Ce jeu des chaises musicales peut pourtant se chiffrer de manière tout à fait catastrophique. Plus de 10 millions de personnes meurent chaque année dans le monde de maladies que l’on sait guérir pourtant facilement, en raison du manque de personnels globalement : selon ce rapport annuel, il en manque près de 4,3 millions dans le monde.

« Alors que la population mondiale augmente, le nombre de soignants reste stationnaire ou diminue là où l’on a le plus besoin d’eux », affirme le directeur général de l’OMS. « Dans l’ensemble du monde en développement, les agents de santé sont confrontés à des difficultés économiques, à la détérioration de l’infrastructure sanitaire et à des troubles sociaux. Dans beaucoup de pays, ils sont aussi victimes de l’épidémie de VIH/SIDA. » Au moins 1,3 milliard de personnes dans le monde n’ont pas accès aux soins les plus élémentaires, le plus souvent à cause de cette pénurie. L’Afrique subsaharienne reste la zone la plus gravement touchée, comptant 11 % de la population mondiale et 24 % des malades de la planète, mais seulement 3 % du personnel de santé mondial.

**Données extraites:**
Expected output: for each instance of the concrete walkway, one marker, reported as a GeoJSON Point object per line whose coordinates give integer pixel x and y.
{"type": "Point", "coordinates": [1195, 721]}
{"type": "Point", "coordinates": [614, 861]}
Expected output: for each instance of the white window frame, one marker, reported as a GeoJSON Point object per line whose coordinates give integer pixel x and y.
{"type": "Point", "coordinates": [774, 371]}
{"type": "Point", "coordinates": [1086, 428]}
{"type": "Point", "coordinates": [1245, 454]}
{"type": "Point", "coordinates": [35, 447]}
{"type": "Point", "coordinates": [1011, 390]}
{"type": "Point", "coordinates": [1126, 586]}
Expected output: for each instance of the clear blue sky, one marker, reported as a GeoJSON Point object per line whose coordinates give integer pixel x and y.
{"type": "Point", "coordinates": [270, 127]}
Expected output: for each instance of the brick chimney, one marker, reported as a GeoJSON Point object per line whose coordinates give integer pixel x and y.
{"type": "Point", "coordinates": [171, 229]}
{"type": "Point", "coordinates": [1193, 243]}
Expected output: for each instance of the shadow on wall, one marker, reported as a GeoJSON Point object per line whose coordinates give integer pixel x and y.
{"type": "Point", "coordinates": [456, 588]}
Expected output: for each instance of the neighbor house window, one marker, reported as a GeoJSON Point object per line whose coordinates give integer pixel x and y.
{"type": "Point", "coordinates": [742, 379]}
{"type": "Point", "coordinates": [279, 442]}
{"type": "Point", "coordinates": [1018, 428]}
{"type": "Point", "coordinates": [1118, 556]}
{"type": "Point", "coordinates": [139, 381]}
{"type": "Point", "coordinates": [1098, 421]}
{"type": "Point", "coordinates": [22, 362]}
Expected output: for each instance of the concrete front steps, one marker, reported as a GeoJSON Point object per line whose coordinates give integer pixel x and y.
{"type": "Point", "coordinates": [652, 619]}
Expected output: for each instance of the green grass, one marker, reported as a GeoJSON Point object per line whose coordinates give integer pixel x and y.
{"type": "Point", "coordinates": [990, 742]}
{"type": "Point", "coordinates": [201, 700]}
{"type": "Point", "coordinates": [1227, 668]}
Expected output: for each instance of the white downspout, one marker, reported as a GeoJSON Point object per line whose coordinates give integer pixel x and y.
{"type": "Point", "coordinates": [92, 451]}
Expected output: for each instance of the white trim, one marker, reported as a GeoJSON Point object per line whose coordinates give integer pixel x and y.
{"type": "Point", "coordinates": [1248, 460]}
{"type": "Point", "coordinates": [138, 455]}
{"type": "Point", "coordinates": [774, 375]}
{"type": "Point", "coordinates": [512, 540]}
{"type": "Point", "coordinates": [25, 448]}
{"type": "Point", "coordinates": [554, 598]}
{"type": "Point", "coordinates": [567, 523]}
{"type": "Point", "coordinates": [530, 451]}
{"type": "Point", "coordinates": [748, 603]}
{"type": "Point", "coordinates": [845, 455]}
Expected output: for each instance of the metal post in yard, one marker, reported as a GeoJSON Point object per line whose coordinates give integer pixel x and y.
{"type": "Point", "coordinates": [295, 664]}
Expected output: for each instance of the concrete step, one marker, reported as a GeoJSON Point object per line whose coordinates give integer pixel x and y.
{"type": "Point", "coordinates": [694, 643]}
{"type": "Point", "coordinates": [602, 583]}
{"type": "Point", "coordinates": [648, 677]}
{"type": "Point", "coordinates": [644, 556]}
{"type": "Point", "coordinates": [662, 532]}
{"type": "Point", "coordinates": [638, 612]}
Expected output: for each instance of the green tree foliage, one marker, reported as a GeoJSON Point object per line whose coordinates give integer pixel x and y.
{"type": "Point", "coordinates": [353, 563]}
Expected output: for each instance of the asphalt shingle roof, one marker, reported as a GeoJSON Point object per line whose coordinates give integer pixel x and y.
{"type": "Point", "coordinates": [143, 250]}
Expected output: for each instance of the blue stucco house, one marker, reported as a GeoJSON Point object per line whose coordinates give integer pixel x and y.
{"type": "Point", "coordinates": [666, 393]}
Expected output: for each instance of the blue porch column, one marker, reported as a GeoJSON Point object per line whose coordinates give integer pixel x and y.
==
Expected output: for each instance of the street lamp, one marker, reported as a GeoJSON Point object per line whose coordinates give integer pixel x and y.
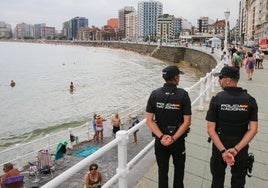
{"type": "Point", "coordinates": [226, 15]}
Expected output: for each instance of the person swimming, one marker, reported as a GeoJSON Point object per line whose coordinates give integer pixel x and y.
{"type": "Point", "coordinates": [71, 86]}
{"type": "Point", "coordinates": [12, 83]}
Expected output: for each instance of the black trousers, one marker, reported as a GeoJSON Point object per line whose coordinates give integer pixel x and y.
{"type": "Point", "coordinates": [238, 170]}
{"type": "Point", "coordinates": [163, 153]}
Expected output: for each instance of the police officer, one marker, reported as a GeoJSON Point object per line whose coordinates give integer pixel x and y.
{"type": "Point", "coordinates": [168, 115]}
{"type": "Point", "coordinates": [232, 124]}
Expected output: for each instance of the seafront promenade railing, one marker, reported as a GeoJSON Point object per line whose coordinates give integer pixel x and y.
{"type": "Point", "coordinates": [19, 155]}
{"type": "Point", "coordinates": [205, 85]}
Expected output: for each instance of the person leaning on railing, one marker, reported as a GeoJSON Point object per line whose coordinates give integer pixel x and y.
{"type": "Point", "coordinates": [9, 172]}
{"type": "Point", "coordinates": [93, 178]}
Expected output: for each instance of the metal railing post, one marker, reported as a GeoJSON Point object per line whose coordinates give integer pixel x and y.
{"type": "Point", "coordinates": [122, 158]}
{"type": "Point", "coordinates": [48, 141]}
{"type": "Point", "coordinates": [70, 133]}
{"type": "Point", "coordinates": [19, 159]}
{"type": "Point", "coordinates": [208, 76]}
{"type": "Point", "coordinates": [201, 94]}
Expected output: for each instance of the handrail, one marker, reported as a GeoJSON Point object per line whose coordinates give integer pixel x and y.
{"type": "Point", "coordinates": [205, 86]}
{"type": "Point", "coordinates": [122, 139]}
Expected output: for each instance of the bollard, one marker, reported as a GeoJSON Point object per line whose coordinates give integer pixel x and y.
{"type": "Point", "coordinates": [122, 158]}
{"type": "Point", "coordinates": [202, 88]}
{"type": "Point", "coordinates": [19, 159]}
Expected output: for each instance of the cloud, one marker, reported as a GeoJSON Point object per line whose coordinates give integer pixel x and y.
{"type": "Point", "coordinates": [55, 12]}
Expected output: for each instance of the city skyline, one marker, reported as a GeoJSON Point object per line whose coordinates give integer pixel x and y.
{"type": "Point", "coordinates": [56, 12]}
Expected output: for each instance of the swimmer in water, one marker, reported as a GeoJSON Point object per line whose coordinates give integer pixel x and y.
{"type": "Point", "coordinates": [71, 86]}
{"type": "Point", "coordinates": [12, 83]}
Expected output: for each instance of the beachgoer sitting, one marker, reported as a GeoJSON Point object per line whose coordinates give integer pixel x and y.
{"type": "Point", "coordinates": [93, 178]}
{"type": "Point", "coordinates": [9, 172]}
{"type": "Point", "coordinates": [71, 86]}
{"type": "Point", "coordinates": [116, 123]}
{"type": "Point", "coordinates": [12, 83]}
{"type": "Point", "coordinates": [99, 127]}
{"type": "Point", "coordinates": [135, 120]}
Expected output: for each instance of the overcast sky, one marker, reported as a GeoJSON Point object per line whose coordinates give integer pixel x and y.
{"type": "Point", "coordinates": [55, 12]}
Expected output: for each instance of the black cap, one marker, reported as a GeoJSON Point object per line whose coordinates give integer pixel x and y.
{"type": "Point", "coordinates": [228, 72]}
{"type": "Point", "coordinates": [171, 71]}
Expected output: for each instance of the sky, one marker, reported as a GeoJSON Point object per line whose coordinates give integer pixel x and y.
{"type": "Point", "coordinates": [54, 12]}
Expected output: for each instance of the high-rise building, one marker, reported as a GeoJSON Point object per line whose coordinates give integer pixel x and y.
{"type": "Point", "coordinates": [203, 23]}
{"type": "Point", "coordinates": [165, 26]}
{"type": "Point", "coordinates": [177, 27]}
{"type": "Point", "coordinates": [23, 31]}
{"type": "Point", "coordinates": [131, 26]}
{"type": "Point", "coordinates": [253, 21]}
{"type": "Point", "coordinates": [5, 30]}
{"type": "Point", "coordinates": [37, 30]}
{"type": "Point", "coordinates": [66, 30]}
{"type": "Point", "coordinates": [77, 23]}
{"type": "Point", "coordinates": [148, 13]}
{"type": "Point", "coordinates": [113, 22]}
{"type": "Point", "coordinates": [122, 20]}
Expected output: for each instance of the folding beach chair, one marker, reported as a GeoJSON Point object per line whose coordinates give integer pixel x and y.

**Tâche:**
D'après l'extrait sur la pénurie de soignants, quelle part du personnel de santé mondial l'Afrique subsaharienne compte-t-elle ?

**Solution:**
Seulement 3 % du personnel de santé mondial.